[Location labeling rows]
[Start]

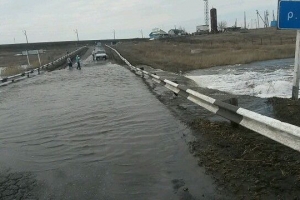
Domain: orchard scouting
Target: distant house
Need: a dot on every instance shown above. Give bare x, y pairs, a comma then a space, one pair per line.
177, 32
230, 29
158, 33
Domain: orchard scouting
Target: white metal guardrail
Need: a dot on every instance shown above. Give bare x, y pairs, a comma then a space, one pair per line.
284, 133
11, 79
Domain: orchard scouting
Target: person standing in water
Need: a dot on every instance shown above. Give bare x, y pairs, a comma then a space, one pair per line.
93, 53
78, 62
69, 61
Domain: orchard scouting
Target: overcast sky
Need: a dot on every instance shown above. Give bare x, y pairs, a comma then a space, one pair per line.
56, 20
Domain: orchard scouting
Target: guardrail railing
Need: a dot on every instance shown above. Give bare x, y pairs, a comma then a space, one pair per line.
11, 79
284, 133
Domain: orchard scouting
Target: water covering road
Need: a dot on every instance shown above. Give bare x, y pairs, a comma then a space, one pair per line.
97, 133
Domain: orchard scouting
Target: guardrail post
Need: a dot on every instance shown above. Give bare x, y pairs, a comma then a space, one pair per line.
234, 102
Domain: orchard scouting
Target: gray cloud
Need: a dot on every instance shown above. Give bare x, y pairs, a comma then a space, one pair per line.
56, 20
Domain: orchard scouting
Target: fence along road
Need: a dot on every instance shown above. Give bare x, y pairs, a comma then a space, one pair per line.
284, 133
21, 76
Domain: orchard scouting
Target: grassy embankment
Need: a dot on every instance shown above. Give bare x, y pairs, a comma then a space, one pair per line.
196, 52
12, 63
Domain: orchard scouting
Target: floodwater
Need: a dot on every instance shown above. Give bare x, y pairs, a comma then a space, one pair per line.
261, 79
97, 133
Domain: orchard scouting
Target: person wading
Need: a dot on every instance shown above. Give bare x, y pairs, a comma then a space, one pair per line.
69, 61
78, 62
93, 53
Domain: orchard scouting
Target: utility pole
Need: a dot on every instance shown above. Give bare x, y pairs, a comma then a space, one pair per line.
245, 20
27, 47
257, 18
76, 31
295, 92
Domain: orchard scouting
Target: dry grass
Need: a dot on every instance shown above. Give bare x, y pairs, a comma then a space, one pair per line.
198, 52
12, 64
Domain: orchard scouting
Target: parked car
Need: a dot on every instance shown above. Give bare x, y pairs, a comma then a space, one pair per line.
100, 55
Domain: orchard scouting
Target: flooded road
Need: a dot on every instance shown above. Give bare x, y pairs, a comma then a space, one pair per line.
97, 133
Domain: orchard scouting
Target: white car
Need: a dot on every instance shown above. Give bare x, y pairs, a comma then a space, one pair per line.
100, 55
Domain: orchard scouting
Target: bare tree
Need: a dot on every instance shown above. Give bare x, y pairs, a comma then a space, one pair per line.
222, 25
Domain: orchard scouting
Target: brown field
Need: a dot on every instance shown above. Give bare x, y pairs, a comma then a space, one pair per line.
202, 51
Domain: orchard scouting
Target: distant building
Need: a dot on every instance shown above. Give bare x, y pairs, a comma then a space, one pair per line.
177, 32
158, 33
202, 29
234, 28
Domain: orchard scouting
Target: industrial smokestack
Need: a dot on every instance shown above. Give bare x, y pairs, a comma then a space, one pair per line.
213, 20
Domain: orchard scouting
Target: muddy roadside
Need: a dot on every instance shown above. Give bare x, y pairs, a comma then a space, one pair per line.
243, 163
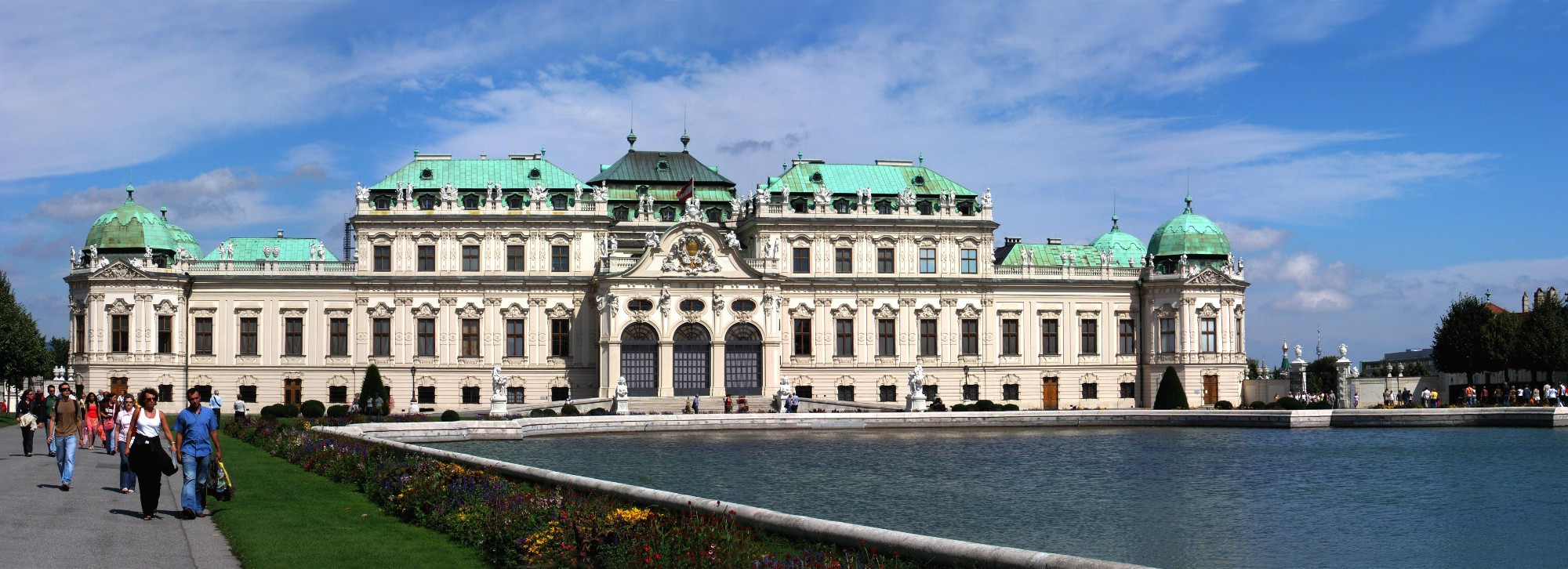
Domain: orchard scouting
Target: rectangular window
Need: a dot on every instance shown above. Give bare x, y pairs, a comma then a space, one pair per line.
338, 344
843, 261
82, 333
471, 338
927, 261
887, 338
802, 258
382, 341
1050, 338
426, 338
1208, 339
1127, 338
471, 258
929, 338
249, 330
561, 338
802, 336
294, 336
1089, 332
1167, 336
561, 259
970, 333
427, 258
515, 261
120, 328
205, 336
383, 258
1011, 338
165, 335
515, 338
844, 338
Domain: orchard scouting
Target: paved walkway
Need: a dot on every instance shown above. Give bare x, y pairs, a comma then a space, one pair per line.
93, 526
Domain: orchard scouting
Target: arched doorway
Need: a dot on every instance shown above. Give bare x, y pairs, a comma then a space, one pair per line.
692, 360
744, 361
641, 360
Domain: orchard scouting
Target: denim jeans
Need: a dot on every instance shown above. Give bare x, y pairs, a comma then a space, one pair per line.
194, 495
67, 457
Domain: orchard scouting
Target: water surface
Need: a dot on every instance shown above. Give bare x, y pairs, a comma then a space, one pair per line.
1171, 498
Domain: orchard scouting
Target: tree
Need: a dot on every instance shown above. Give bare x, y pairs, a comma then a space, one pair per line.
1456, 344
372, 388
1171, 396
1323, 377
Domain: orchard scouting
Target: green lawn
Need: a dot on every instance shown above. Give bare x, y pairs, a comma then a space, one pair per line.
288, 518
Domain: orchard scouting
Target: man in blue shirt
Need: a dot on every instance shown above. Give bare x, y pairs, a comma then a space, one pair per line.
195, 448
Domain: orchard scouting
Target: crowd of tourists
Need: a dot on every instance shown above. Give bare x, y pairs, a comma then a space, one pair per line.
134, 429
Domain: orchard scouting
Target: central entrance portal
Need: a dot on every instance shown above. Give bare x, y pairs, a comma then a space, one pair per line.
694, 371
641, 360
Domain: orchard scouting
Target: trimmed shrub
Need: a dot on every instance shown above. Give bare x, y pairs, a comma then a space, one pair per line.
1171, 394
313, 410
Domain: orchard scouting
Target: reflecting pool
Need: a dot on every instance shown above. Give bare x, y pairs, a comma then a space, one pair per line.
1171, 498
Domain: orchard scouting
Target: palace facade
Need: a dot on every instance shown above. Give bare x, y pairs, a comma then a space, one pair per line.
840, 277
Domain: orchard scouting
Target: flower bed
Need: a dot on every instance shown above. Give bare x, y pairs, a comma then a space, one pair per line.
524, 526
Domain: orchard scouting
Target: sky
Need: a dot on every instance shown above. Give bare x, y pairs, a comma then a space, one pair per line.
1370, 161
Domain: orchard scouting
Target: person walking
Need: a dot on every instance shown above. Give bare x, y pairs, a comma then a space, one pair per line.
64, 435
217, 405
27, 421
147, 452
195, 448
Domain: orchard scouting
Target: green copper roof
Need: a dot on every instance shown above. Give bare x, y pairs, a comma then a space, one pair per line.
474, 175
1128, 250
131, 227
844, 179
289, 248
1189, 234
655, 167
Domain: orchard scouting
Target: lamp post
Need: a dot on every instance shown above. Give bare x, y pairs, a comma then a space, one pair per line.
413, 391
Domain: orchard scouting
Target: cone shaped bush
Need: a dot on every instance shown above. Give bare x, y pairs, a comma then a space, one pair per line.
1171, 394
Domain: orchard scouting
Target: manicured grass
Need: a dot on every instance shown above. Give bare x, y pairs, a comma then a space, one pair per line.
288, 518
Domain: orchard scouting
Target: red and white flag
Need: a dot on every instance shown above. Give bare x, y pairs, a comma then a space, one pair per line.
688, 192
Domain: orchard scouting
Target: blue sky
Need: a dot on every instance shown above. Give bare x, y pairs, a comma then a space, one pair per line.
1370, 161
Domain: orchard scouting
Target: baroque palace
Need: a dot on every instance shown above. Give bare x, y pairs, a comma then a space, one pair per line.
658, 270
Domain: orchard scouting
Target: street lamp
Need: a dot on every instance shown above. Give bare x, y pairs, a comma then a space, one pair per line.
413, 390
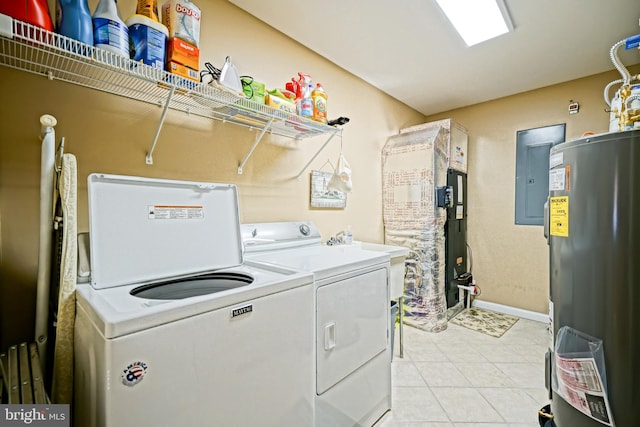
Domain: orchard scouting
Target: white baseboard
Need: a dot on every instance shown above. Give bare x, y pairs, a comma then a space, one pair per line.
519, 312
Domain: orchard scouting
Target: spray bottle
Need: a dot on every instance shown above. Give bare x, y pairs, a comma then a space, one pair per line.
319, 98
305, 105
109, 30
73, 19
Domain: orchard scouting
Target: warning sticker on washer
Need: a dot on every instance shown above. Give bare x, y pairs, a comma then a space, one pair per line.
175, 212
559, 216
556, 179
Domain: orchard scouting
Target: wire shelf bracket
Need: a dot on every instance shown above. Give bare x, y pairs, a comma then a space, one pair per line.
32, 49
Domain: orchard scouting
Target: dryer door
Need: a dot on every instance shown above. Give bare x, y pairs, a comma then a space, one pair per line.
352, 325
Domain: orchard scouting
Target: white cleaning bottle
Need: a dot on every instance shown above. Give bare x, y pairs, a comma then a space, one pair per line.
348, 240
109, 30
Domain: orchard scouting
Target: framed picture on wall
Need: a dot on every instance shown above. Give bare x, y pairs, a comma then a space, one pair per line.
323, 198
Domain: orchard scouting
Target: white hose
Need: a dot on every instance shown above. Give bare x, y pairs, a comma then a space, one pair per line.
608, 88
613, 54
47, 170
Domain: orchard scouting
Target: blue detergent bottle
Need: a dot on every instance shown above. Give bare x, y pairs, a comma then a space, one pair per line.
109, 30
73, 19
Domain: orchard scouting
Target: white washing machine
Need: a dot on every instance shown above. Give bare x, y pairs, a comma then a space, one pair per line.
174, 328
351, 300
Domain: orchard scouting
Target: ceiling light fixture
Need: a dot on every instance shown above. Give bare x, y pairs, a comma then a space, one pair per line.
477, 20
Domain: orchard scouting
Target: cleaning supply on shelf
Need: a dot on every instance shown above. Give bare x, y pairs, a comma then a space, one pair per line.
148, 8
184, 53
348, 236
305, 104
182, 19
147, 40
109, 30
35, 12
73, 19
319, 97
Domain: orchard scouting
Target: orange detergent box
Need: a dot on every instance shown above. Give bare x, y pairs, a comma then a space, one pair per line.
181, 52
182, 71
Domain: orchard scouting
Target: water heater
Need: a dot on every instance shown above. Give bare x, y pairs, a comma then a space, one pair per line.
593, 228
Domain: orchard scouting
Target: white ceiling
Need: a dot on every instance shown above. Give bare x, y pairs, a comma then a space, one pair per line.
408, 49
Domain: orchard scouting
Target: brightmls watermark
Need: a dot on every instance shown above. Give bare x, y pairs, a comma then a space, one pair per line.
54, 415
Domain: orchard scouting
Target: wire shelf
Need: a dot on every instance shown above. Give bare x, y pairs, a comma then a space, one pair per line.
57, 57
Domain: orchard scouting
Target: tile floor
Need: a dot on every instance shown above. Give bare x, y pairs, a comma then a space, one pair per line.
463, 378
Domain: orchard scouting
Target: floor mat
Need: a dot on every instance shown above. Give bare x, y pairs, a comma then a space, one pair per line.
485, 321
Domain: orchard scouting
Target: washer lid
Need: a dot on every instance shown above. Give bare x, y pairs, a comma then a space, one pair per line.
144, 229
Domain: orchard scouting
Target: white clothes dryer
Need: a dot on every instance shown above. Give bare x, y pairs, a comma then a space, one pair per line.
174, 328
352, 327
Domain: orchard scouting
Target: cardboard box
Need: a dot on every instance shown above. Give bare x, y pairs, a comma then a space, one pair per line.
182, 71
280, 104
181, 52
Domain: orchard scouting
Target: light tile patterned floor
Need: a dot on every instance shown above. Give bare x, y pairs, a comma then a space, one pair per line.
463, 378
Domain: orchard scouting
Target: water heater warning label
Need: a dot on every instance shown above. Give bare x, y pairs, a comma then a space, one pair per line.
559, 216
175, 212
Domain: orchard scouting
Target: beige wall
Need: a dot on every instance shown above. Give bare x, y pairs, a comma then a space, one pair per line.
510, 262
112, 135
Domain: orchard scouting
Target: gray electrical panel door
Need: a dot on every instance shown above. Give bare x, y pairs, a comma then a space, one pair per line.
532, 171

[End]

- TASK DESCRIPTION
Gather every line of the rows above that contains the string "blue", and copy each one as it appears.

- CORRECT RESULT
Target: man in blue shirt
Target: blue sky
Target: blue detergent bottle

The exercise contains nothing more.